Top of Data provided

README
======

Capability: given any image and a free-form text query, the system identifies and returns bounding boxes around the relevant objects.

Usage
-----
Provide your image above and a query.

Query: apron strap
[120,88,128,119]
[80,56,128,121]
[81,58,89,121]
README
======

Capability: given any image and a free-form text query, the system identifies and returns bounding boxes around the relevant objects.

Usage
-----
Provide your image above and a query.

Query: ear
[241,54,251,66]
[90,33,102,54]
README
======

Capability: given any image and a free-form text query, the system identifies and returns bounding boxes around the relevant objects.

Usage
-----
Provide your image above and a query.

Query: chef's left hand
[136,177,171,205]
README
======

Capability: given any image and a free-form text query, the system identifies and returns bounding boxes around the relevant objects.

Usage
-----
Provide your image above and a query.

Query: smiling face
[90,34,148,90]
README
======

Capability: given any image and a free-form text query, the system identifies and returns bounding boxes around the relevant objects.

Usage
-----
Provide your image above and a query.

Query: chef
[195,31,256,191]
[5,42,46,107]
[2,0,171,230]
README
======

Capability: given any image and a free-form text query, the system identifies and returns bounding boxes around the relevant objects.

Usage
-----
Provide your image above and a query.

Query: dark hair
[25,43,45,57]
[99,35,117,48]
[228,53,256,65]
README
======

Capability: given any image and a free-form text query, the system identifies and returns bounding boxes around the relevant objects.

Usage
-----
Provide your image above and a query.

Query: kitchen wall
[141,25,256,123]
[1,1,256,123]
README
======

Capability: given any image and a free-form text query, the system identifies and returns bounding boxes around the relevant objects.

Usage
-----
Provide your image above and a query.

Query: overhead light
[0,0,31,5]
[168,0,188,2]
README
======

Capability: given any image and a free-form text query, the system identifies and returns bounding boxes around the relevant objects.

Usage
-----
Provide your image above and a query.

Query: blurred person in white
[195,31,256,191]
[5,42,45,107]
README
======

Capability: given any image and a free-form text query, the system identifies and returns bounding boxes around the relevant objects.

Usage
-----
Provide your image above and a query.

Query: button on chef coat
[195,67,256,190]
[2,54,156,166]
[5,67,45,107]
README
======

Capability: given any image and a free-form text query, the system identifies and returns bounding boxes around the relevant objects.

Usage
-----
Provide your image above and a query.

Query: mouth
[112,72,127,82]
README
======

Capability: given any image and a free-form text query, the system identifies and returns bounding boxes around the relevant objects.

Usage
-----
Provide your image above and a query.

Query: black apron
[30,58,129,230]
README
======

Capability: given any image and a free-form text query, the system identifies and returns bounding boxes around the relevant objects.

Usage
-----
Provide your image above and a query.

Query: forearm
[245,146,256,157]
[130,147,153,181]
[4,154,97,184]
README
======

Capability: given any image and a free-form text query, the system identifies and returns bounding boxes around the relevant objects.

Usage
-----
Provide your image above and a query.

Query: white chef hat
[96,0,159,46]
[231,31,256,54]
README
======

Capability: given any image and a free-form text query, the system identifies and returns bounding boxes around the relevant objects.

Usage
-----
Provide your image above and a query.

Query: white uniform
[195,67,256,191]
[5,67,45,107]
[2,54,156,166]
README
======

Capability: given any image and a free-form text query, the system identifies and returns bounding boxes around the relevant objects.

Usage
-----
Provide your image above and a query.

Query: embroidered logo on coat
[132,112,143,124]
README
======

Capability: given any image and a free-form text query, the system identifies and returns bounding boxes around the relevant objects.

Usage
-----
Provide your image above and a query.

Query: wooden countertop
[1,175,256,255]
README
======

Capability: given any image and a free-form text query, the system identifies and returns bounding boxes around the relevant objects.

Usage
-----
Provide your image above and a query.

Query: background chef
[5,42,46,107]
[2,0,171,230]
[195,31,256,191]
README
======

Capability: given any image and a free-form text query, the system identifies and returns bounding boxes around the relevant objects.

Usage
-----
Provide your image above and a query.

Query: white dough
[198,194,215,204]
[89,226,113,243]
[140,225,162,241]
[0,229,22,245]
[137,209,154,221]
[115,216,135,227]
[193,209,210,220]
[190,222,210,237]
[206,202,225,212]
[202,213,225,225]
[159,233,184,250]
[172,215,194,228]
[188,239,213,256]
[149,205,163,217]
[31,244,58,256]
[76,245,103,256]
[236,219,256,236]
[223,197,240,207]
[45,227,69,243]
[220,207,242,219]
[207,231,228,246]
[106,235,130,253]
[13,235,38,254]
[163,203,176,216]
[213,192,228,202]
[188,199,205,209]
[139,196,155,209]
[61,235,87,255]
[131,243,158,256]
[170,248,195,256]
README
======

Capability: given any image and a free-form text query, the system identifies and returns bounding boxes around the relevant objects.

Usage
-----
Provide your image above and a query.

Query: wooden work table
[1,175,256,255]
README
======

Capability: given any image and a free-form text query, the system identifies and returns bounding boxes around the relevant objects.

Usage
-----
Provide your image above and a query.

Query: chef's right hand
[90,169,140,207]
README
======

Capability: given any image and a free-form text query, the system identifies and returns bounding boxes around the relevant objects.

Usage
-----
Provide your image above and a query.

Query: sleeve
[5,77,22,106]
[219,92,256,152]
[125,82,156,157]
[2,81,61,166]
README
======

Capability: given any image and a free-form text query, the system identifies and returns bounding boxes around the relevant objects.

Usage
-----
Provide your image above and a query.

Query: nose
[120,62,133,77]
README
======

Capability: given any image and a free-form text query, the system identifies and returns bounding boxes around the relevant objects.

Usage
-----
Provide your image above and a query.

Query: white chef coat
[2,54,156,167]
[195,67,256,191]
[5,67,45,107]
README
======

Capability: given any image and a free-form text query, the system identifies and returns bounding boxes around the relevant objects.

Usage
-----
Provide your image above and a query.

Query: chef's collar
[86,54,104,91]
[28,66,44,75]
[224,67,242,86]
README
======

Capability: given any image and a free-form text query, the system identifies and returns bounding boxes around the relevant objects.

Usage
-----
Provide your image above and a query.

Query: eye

Bottom of Data provided

Task prompt: The records above are to be output in full and without error.

Output below:
README
======

Capability: given any image and a free-form text query, the system identifies and returns bounding boxes around the relevant objects.

Usage
-----
Provide your image above and a query.

Query: apron strap
[120,88,128,119]
[80,56,128,121]
[81,58,89,121]
README
======

Capability: given any image and a free-form text query, the system identifies and returns bounding boxes around the relevant objects.

Usage
-----
Provide your image above and a query.

Query: ear
[241,54,251,66]
[90,33,102,54]
README
======

Capability: given any image and a free-form text query, the system identifies and returns bounding boxes around the relevant objects.

Usage
-----
Provide your image above and a query.

Query: chef's left hand
[136,177,171,205]
README
======

Capability: given any image and a free-form text query, the system identifies and returns bounding boxes around the relevant objects.

Usage
-----
Provide your image above and a query.

Query: smiling face
[90,34,148,90]
README
======

Capability: given any image and a free-form text query, the system identifies and returns bounding boxes around the relevant objects.

Usage
-----
Provide your image above and a query.

Query: chef
[195,31,256,191]
[5,42,46,107]
[2,0,171,230]
README
======

Capability: given any image and a free-form text query, the system identifies and returns bounding boxes around the relevant objects.

Usage
-----
Provide your image above and a query.

Query: dark hair
[25,43,45,57]
[99,35,117,48]
[228,53,256,65]
README
======

Capability: given any image and a free-form text query, the system identifies and returns bounding boxes around the relevant objects.

Usage
-----
Provide your image above and a query.

Query: kitchen wall
[141,25,256,123]
[1,1,256,123]
README
======

Capability: given any image and a free-form text query, the system identifies and returns bounding boxes around the relevant objects.

Usage
-----
Provide your image above and a query.

Query: overhead light
[0,0,31,5]
[168,0,188,2]
README
======

Capability: given any image and a free-form text query, the system identifies and returns bounding boxes around the relevant objects.

Usage
-----
Provide your image above and a query.

Query: blurred person in white
[195,31,256,191]
[5,42,45,107]
README
======

Capability: given any image and a free-form text query, the system identifies and returns bounding boxes around the relevant objects.

Usage
-----
Provide your image above and a query.

Query: button on chef coat
[195,67,256,190]
[2,54,156,166]
[5,67,45,107]
README
======

Capability: given any image and a free-form text query, the system identifies and returns bounding boxes around the relevant objects.

Usage
-----
Provide your image above and a query.

Query: mouth
[112,72,127,82]
README
======

Capability: given any image and a free-form text query, the system identifies and returns bounding boxes around the relevant objects.

Usage
-----
Provide your image above and a query.

Query: black apron
[30,58,129,230]
README
======

Capability: given any image and a free-form text query, the system identifies and returns bounding boxes around the relevant objects.

Usage
-----
Provide your image above and a query.

Query: forearm
[245,146,256,157]
[130,147,153,181]
[4,154,97,184]
README
======

Capability: given any image and a free-form text query, the system identifies and returns bounding boxes around the relevant objects.

Usage
-----
Provide your image above and a query.

Query: white chef hat
[96,0,159,46]
[231,31,256,54]
README
======

Capability: given any image and a free-form text query, the system identifies and returns bounding boxes around the relevant objects.

Usage
-----
Provide your image above and a query.

Query: white uniform
[195,67,256,191]
[5,67,45,107]
[2,54,156,166]
README
======

Capability: given any image and a free-form text query, the system identifies and returns bounding boxes around the relevant objects.

Usage
-----
Provide your image above and a query.

Query: embroidered logo on coat
[132,112,143,124]
README
======

Capability: given any image and a free-form text query, the system identifies and returns bounding boxes around the relevant objects.

Usage
-----
Provide your image above and a query.

Query: wooden countertop
[1,175,256,255]
README
======

Capability: given any image and a free-form text query, the system identifies and returns bounding boxes around the relevant objects.

Usage
-----
Provide your image above and a query.

Query: background chef
[5,42,46,107]
[2,0,171,230]
[195,31,256,191]
README
======

Capability: given any image and a free-form text query, the system identifies and returns bounding boxes around the relevant objects.

Usage
-----
Provide your image above and a query.

Query: white dough
[198,194,215,204]
[89,226,113,243]
[140,225,162,241]
[0,229,22,245]
[137,209,154,221]
[115,216,135,227]
[193,209,210,220]
[190,222,210,237]
[206,202,225,212]
[202,213,225,225]
[159,233,184,250]
[172,215,194,228]
[188,239,213,256]
[149,205,163,217]
[31,244,58,256]
[76,245,103,256]
[236,219,256,236]
[223,197,240,207]
[45,227,69,243]
[220,207,242,219]
[207,231,228,246]
[106,235,130,253]
[13,235,38,254]
[163,203,176,216]
[213,192,228,202]
[188,199,205,209]
[139,196,155,209]
[61,235,87,255]
[131,243,158,256]
[170,248,195,256]
README
======

Capability: given any image and a free-form text query, the system identifies and returns bounding boxes around the relevant objects.

Usage
-----
Provide your image above and a query.

Query: wooden work table
[1,175,256,255]
README
======

Capability: given any image and a free-form text query, the system identifies and returns bounding boxes around the relevant objects.

Usage
-----
Provide your image above and a query.

Query: chef's right hand
[90,169,140,207]
README
======

Capability: given any image and a free-form text query, the system identifies and returns bounding boxes around the relevant objects.

Usage
-----
Provide your image above and a query.

Query: sleeve
[5,77,22,106]
[219,92,256,152]
[125,82,156,157]
[2,81,61,166]
README
======

Capability: given any image and a free-form text query, the system identifies and returns bounding boxes around the relevant objects.

Usage
-----
Provide your image above and a query.

Query: nose
[120,62,133,77]
README
======

Capability: given any image and a free-form text query, the system identifies and returns bounding boxes around the relevant objects.

Usage
-----
Provide your image above and a query.

Query: white chef coat
[2,54,156,167]
[195,67,256,191]
[5,67,45,107]
README
======

Capability: given any image and a free-form text query, the system identifies and returns bounding boxes around the relevant objects.

Usage
-----
Provide your image above and a query.

Query: chef's collar
[86,54,104,91]
[28,66,44,75]
[224,67,242,86]
README
======

Capability: given any image and a free-form text query, the system identifies and returns bounding boxes around the relevant objects.

Usage
-----
Provide your image above and a query.

Query: eye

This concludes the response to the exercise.